• [WORK TO DO]
In the material below, repeat only the lines from the one that holds "Identify the cabinet" through the final line, exactly as they stand.

◇ ◇ ◇

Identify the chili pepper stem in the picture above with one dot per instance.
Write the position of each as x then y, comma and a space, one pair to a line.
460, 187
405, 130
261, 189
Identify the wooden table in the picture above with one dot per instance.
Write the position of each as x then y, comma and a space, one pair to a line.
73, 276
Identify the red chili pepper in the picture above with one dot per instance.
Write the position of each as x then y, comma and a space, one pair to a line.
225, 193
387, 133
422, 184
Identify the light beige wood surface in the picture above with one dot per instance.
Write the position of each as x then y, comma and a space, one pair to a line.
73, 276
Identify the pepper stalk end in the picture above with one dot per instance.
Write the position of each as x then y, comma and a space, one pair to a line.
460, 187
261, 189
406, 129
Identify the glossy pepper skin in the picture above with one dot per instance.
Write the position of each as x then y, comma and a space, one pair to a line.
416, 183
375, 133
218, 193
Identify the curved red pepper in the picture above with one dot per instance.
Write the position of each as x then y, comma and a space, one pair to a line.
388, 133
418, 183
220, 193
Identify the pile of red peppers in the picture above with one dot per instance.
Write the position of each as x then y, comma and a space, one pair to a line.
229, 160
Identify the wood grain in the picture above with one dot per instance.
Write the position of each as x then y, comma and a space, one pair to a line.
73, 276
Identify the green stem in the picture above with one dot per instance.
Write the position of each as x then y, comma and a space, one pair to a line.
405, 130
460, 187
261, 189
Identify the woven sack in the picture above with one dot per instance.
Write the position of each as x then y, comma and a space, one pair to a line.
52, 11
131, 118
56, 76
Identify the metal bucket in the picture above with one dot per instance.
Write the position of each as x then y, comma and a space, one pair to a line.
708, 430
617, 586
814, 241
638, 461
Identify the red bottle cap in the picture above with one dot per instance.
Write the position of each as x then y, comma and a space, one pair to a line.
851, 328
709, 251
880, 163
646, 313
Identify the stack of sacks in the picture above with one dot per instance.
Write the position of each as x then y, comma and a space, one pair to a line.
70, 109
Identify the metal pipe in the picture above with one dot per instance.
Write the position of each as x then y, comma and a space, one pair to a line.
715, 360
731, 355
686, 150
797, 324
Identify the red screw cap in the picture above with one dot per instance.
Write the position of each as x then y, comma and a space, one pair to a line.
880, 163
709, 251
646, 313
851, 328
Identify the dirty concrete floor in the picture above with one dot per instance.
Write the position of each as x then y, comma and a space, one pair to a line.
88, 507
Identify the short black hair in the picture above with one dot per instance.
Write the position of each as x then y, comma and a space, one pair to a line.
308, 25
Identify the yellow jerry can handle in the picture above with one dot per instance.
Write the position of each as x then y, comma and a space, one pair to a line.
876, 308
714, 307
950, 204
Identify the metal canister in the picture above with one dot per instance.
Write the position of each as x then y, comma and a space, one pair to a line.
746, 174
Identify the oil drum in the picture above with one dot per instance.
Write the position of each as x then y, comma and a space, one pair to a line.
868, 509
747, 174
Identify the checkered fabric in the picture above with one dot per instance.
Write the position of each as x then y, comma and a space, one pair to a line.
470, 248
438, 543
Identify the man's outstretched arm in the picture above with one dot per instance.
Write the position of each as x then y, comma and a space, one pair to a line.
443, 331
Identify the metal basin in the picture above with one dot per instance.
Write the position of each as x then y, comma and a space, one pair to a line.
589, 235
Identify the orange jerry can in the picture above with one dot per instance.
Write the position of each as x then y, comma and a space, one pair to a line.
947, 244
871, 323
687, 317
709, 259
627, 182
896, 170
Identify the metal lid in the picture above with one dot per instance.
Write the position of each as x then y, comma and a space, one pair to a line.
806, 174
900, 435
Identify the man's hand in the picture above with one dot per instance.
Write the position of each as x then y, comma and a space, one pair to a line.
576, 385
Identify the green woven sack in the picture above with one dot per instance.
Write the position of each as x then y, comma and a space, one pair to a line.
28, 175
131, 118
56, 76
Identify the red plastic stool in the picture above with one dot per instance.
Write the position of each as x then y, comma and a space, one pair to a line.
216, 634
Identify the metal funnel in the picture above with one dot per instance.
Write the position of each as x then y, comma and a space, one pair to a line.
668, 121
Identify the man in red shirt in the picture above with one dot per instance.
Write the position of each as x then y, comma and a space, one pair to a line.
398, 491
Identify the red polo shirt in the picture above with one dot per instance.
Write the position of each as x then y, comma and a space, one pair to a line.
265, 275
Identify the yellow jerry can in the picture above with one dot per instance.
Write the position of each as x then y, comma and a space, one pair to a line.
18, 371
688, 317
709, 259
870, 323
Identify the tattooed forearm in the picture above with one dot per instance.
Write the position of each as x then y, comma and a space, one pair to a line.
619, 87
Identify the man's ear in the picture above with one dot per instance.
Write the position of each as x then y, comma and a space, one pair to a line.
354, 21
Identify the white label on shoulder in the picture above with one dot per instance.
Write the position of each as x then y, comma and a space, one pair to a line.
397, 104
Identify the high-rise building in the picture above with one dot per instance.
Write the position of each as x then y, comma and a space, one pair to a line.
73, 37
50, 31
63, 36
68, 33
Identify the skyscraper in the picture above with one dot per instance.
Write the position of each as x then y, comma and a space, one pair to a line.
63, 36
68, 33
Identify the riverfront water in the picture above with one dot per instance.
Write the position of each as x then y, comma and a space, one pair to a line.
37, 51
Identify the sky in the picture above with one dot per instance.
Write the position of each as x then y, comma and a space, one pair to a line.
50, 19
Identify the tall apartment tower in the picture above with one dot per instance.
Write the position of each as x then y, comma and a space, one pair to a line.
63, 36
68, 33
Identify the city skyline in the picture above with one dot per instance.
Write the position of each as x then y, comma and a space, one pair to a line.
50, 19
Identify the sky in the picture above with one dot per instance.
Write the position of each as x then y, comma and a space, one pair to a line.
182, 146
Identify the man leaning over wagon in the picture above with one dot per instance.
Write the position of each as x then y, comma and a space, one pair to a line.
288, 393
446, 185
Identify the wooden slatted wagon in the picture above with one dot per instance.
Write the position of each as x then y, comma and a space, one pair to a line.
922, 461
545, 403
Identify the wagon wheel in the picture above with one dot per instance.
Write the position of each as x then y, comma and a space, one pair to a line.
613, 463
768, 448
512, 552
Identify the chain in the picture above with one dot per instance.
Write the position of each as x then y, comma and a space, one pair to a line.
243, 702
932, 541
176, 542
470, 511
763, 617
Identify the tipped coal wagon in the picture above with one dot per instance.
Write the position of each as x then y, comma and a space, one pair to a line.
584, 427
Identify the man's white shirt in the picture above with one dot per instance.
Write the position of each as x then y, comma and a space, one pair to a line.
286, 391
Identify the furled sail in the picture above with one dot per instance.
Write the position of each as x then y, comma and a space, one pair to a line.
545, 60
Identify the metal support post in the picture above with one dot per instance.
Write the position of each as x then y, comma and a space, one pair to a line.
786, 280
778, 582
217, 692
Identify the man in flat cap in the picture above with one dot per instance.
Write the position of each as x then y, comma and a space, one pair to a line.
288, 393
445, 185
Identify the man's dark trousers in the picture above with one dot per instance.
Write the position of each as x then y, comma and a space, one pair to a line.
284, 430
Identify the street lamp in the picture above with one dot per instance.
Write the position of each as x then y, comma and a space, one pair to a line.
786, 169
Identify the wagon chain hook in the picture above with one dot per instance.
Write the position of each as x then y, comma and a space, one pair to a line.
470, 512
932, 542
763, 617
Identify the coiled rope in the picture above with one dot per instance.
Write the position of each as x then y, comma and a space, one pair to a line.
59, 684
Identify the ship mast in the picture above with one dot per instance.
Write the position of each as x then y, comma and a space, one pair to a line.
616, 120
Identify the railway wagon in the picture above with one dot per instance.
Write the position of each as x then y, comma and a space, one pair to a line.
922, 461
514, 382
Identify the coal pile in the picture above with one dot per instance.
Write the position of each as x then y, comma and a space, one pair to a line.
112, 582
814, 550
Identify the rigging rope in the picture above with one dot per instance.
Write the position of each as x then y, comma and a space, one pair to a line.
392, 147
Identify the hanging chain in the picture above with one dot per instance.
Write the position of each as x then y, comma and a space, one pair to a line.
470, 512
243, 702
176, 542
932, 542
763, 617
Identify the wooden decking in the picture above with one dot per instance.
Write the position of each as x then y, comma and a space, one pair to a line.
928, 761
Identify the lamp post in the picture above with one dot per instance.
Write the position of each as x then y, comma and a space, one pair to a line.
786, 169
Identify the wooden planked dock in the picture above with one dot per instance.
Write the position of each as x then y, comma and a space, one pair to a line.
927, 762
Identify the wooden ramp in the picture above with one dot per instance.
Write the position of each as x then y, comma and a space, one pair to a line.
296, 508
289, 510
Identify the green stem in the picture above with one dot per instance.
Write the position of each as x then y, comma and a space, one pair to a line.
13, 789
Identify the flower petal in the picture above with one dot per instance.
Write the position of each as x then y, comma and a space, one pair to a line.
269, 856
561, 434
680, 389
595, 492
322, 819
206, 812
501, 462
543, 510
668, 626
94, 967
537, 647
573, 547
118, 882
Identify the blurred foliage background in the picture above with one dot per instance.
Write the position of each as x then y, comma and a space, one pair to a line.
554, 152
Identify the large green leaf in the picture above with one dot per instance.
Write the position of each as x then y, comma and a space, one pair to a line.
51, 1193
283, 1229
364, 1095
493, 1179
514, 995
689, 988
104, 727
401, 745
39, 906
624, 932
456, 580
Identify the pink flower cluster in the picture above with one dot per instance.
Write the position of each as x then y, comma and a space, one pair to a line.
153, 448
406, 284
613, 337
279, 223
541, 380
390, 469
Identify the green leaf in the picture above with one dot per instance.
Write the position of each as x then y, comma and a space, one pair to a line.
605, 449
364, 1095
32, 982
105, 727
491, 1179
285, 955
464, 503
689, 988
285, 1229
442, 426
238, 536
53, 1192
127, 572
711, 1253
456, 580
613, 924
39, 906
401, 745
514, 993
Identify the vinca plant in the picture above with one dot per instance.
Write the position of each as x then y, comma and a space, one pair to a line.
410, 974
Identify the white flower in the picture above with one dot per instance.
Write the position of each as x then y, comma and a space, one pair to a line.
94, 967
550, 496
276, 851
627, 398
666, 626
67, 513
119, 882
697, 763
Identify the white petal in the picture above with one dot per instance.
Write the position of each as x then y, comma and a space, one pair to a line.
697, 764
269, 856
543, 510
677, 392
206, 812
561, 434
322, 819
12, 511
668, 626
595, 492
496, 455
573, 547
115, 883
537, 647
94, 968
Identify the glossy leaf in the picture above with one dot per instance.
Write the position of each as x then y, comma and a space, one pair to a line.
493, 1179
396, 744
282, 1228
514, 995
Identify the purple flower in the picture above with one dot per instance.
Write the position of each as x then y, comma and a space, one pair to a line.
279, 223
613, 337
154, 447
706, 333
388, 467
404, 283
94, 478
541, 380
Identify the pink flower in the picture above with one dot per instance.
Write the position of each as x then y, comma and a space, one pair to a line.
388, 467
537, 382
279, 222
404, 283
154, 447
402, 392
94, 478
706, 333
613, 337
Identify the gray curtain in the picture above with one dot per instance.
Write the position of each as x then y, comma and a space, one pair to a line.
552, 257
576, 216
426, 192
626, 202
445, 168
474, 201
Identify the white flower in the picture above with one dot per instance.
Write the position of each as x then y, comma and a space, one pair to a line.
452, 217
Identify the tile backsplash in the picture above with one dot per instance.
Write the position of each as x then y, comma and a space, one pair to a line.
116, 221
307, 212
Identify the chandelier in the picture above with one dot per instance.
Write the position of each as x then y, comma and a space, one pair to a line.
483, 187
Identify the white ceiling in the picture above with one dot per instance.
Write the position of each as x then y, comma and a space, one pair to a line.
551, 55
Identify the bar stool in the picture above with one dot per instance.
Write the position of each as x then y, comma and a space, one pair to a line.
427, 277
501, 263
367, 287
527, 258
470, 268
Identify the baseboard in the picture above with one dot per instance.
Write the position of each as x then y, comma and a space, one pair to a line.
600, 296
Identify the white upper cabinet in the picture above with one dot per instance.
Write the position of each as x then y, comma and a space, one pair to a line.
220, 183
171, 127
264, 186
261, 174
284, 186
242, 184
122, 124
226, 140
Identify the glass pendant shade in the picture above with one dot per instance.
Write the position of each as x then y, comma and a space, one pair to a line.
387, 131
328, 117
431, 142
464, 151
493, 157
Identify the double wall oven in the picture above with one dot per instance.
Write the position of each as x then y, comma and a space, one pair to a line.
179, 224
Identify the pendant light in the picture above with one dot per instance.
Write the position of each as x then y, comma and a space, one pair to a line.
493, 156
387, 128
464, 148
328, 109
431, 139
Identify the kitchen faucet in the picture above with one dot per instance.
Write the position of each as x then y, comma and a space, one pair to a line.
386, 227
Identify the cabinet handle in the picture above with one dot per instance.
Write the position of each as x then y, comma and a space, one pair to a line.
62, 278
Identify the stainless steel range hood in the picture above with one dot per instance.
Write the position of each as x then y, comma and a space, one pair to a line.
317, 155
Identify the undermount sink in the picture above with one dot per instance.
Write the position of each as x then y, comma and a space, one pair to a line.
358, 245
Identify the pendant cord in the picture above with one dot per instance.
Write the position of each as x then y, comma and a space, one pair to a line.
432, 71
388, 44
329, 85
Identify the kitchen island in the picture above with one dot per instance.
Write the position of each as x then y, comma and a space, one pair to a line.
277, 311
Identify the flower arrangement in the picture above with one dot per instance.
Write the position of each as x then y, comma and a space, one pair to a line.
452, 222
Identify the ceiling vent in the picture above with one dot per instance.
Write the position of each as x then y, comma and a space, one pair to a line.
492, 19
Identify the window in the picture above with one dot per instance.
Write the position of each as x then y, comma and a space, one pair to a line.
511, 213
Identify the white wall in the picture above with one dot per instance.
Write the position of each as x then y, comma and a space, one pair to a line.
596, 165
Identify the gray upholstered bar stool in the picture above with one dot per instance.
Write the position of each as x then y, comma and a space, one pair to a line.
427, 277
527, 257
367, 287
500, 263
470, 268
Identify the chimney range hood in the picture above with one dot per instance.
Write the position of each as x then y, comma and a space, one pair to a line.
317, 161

◇ ◇ ◇

• [ANSWER FOR THE TASK]
Identify the cabinet handle in the picture above with one dot per instance.
Write the position of each as x then y, comma and a space, one pair to a line.
62, 278
Identify the stainless steel range hood in the picture above with one dot per instance.
Write the position of each as x then y, comma and a space, one pair to a line.
317, 155
Identify the undermount sink in the picture above with one dot per instance.
Write the position of each as x then y, comma and a space, one pair to a line.
358, 245
Identify the pendant cord in the picture above with one dot per instance.
Write the position of each as x then y, comma and a space, one pair to a line.
432, 71
388, 44
329, 85
Identify the kitchen island in the picture above with one dot per instance.
Write the position of each as x then y, comma and a space, one pair to a line.
277, 311
Identify the flower arrangement in the picture above with one dot per instance.
Write the position of each as x then y, comma and a space, one pair to a line.
452, 222
Identify the ceiling vent in the picture above with one dot per instance.
Write the position of each as x then y, comma and a space, one pair to a line.
492, 19
Identify the window in the picture above with one dot per instance.
Write the position of each as x then y, comma and a space, one pair to a line.
511, 213
Identify the white wall in the picture above with one dot per instance.
Write the position of each as x then y, comma and a space, one pair to a line.
596, 165
Identify the gray upholstered bar stool in the picture above with one dot per instance.
Write the position of each as x then y, comma and a space, one pair to a line.
427, 277
527, 257
367, 287
500, 263
470, 268
Identify the chimney range hood in the picture above with one dot per instance.
Write the position of each as x then y, comma and a space, one pair to a line.
317, 161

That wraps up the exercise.